■ Reading text ■
┏━━
The dream of becoming a multi-planetary species is only a few generations away for some visionaries. A more concrete question, however, gets asked whenever a long mission is discussed: if you send a family to Mars, where will their children come from? No human has ever conceived in space, so the honest answer remains unknown.

To get the first real data, Chinese researchers sent a batch of "human artificial embryos" aboard the Tianzhou-10 cargo ship to the Tiangong space station. The samples are not embryos in the ordinary sense. They are clusters of living stem cells coaxed into a spherical shape that imitates the structure of a natural human embryo roughly a week after conception. Crucially, they cannot develop into a fetus — they are a model, designed to mimic development as closely as possible while staying within ethical limits.

Why bother with a model rather than real gametes? Because studying natural eggs and sperm would require far more delicate handling and much larger experiments. The artificial structures let scientists watch how dividing cells respond to weightlessness and cosmic radiation at a magnified pace, capturing the very first moments where a single fertilized egg would split and begin to form a body plan.

The context for the experiment is sobering. Separate work using rotating machines to mimic microgravity has already shown that human sperm struggle to navigate toward an egg in a weightless environment, with fertilisation success falling by around thirty per cent. A recent study on germ cells — the earliest cells that eventually become sperm or eggs — found that, in space conditions, these cells take roughly twice as long to produce their first daughters and grow noticeably slower overall.

Radiation adds a second layer of risk. Earth is protected by its magnetic field and atmosphere; in orbit, cells are hit constantly by high-energy particles that can damage DNA at the moment a new organism is being assembled. If the very first divisions of an embryo are disrupted, the consequences ripple through an entire life.

So what are researchers looking for in the payload? They want to know whether cells can still find each other, stick together, orient themselves, and begin to specialise the way they would in a womb on Earth. The answers will shape everything from the design of long-duration life support to the ethics of colonisation. If reproduction in space proves fundamentally impaired, the vision of children born on Mars may require very different technology — perhaps artificial gravity, radiation shielding, or even medical intervention before conception.
┗━━
■ Excerpted data ■
┏━━
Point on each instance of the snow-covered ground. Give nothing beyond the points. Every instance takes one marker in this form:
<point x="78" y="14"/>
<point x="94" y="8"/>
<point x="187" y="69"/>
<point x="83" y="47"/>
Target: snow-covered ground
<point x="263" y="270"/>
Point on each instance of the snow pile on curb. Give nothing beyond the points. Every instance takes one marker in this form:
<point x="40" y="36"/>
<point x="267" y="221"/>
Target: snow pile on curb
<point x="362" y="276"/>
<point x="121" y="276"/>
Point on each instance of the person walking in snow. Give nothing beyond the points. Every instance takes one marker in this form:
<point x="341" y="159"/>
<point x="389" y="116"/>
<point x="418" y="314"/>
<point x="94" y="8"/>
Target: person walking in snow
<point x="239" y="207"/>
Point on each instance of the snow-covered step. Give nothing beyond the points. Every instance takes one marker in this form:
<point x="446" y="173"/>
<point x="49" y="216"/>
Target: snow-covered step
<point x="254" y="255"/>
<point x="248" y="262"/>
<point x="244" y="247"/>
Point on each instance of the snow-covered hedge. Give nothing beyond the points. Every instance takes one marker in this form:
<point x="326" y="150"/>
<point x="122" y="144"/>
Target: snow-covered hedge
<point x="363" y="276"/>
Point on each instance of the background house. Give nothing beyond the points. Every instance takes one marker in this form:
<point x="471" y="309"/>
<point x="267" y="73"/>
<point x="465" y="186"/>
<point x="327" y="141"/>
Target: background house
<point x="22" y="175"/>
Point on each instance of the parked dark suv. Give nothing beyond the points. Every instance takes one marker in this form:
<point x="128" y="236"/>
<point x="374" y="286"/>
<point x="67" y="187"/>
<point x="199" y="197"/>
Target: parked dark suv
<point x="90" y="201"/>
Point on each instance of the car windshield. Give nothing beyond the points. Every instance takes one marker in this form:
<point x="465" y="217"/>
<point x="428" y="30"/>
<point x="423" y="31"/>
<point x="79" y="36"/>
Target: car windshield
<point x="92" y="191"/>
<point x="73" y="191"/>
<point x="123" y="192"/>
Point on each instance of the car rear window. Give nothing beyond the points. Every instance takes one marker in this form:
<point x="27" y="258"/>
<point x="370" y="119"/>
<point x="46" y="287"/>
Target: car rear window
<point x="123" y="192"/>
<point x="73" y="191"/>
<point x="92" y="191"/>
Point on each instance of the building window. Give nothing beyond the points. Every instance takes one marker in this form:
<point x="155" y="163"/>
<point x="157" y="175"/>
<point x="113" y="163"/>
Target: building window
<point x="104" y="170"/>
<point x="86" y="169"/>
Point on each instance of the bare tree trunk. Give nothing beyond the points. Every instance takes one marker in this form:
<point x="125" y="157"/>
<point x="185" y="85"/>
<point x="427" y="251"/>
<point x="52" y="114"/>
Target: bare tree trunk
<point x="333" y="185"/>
┗━━
■ Task item ■
Print the article's passage on embryo models in space word for word, from "The dream of" up to and including "within ethical limits.". The material that comes after the article stands apart from it.

■ Answer space ■
The dream of becoming a multi-planetary species is only a few generations away for some visionaries. A more concrete question, however, gets asked whenever a long mission is discussed: if you send a family to Mars, where will their children come from? No human has ever conceived in space, so the honest answer remains unknown.

To get the first real data, Chinese researchers sent a batch of "human artificial embryos" aboard the Tianzhou-10 cargo ship to the Tiangong space station. The samples are not embryos in the ordinary sense. They are clusters of living stem cells coaxed into a spherical shape that imitates the structure of a natural human embryo roughly a week after conception. Crucially, they cannot develop into a fetus — they are a model, designed to mimic development as closely as possible while staying within ethical limits.